● Given instruction 1: Quote the records exactly, from their first line up to and including the line containing "[[[495,317],[495,170],[440,181],[439,305]]]", and leave the pictures out of your copy.

● Document extract:
┄┄┄┄┄┄

As mentioned above, the DEQ output options are many, but only the 1/4" unbalanced (and digital outs) have the delay feature available. The XLR OUTS work fine without the delay if it is not desired. IF YOU CAN ONLY USE ONE OUTPUT, USE THE RIGHT OUTPUT. All of my double tracking delays are on the LEFT side. (You would not want to play to a 20+ ms delay.) The reason I use the right side is because I stand on the right side of the stage. If you are on the left side and have a stereo stage monitor setup, you may want to reverse the L & R channels or reprogram (much harder) all those patches that feature the effect (many). Although the DEQ can have different LEFT & RIGHT EQ settings on each preset, I do not exercise that option at this time. Once you get up and running, you can go nuts with all the capability the DEQ has to offer. 
The DEQ can also be connected through the analog EFFECTS LOOP. I had to use a pair of balanced to unbalanced transformers to get the XT PRO SEND to the proper impedance for the DEQ analog XLR inputs. Then I connected the AUX OUT L & R to the EFFECTS RETURN on the XT Pro to complete the signal chain. You must also set the XT Pro to SERIES EFFECTS LOOP. The results yielded low signal. The DEQ really did not have enough signal coming in from the XT Pro. I tried this to see if I could use the "PHONES" jack on the XT Pro. Yes it worked, but this signal loss issue was a problem. I do not recommend this connection option, however it may be the only way to use the XT Pro outputs like they were designed. It's just another option to try.

┄┄┄┄┄┄

● Listed records:
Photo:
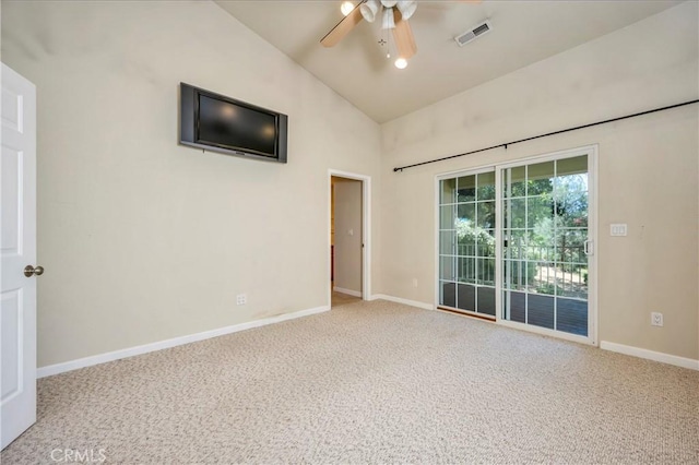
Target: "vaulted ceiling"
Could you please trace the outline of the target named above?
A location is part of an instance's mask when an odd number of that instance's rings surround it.
[[[423,0],[410,19],[417,55],[406,69],[399,70],[392,59],[387,59],[386,46],[378,44],[384,38],[392,47],[392,37],[380,29],[378,21],[362,21],[335,47],[320,45],[320,39],[343,19],[340,1],[216,2],[377,122],[398,118],[680,3]],[[491,24],[491,32],[463,47],[457,45],[455,36],[485,20]]]

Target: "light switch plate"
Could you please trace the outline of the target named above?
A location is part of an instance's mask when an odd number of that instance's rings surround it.
[[[609,225],[609,236],[626,236],[627,230],[626,223],[613,223]]]

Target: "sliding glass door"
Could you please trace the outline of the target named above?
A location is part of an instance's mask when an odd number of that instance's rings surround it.
[[[502,318],[588,336],[588,155],[501,169]]]
[[[440,308],[591,337],[591,154],[438,181]]]
[[[495,317],[495,170],[440,181],[439,305]]]

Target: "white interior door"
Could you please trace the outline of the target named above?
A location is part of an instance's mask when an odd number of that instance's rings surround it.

┄┄┄┄┄┄

● Given instruction 2:
Answer these questions about the notes on connecting the DEQ:
(a) If only one output can be used, which output should it be?
(b) What did the writer use to bring the XT PRO SEND to the proper impedance for the DEQ analog XLR inputs?
(c) Which effects loop mode must the XT Pro be set to?

● Written response 1:
Photo:
Target: "vaulted ceiling"
Could you please trace the outline of the target named above?
A location is part of an instance's mask when an odd number of that instance's rings surround it.
[[[423,0],[410,19],[417,55],[406,69],[399,70],[392,59],[387,59],[386,46],[378,44],[384,38],[392,47],[392,37],[380,29],[378,21],[362,21],[335,47],[320,45],[320,39],[343,19],[340,1],[216,2],[377,122],[398,118],[680,3]],[[491,24],[491,32],[463,47],[457,45],[455,36],[485,20]]]

Target: "light switch plate"
Could you please trace the outline of the target named above?
A location is part of an instance's mask when an odd number of that instance's rings surround it.
[[[609,225],[609,236],[626,236],[627,230],[626,223],[613,223]]]

Target: "sliding glass door"
Could you please trace the outline of the target named above?
A location is part of an instance's mask when an odd number of that instance's rings surround it.
[[[502,318],[588,336],[588,155],[501,169]]]
[[[440,308],[591,337],[591,154],[438,181]]]
[[[495,317],[495,170],[440,181],[439,305]]]

● Written response 2:
(a) The right output.
(b) A pair of balanced to unbalanced transformers.
(c) SERIES EFFECTS LOOP.